▶ Directions
All lines from the one with "rough mask: <svg" onward, through the last line of the records below, are to be retyped word for word.

(Material provided Opens)

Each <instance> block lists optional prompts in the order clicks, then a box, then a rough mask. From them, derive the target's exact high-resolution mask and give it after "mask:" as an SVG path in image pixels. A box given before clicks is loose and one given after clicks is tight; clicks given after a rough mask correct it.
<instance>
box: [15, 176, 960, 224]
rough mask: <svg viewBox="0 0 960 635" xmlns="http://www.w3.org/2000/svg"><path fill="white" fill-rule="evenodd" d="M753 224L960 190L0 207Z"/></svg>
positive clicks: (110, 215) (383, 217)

(Material provided Closes)

▶ Your response
rough mask: <svg viewBox="0 0 960 635" xmlns="http://www.w3.org/2000/svg"><path fill="white" fill-rule="evenodd" d="M753 224L960 190L0 207Z"/></svg>
positive clicks: (110, 215) (383, 217)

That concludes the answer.